Task details:
The listing below should be printed exactly, though its pictures must not be.
----- Supplied material -----
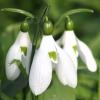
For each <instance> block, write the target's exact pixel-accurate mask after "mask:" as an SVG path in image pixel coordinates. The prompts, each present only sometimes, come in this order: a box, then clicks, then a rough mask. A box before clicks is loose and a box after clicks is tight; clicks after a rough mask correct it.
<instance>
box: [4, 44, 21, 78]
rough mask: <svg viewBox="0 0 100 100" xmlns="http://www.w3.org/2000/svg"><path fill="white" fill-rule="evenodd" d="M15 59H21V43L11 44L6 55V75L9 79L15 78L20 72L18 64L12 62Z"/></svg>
mask: <svg viewBox="0 0 100 100" xmlns="http://www.w3.org/2000/svg"><path fill="white" fill-rule="evenodd" d="M14 59H18V60H21V52H20V49H19V45H16V44H13V45H12V46H11V48H10V49H9V51H8V54H7V56H6V75H7V79H9V80H15V79H16V78H17V77H18V76H19V74H20V70H19V68H18V66H17V65H16V64H11V62H12V61H13V60H14Z"/></svg>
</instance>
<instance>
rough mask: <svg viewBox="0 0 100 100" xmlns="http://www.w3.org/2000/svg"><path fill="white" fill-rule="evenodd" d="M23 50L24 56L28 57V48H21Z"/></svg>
mask: <svg viewBox="0 0 100 100" xmlns="http://www.w3.org/2000/svg"><path fill="white" fill-rule="evenodd" d="M20 49H21V52H23V53H24V55H25V56H26V55H27V47H20Z"/></svg>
-----
Reply:
For each <instance> block, write the target's exact pixel-accurate mask after "mask:" as an SVG path in image pixel coordinates. The prompts, each present only sometimes, come in this order: a box, then clicks, then a rough mask. A box before clicks is loose and a box after clicks is tight; clicks after a rough mask correct it.
<instance>
box: [4, 44, 21, 78]
rough mask: <svg viewBox="0 0 100 100" xmlns="http://www.w3.org/2000/svg"><path fill="white" fill-rule="evenodd" d="M15 59H21V43L11 44L6 55V75L9 79L15 78L20 72L18 64L12 62Z"/></svg>
mask: <svg viewBox="0 0 100 100" xmlns="http://www.w3.org/2000/svg"><path fill="white" fill-rule="evenodd" d="M14 59H18V60H21V52H20V49H19V45H16V44H13V45H12V46H11V48H10V49H9V51H8V54H7V56H6V75H7V79H9V80H15V79H16V78H17V77H18V76H19V74H20V70H19V68H18V66H17V65H16V64H11V62H12V61H13V60H14Z"/></svg>
</instance>
<instance>
rough mask: <svg viewBox="0 0 100 100" xmlns="http://www.w3.org/2000/svg"><path fill="white" fill-rule="evenodd" d="M23 50L24 56L28 57V48H21Z"/></svg>
mask: <svg viewBox="0 0 100 100" xmlns="http://www.w3.org/2000/svg"><path fill="white" fill-rule="evenodd" d="M20 49H21V52H23V53H24V55H25V56H26V55H27V47H20Z"/></svg>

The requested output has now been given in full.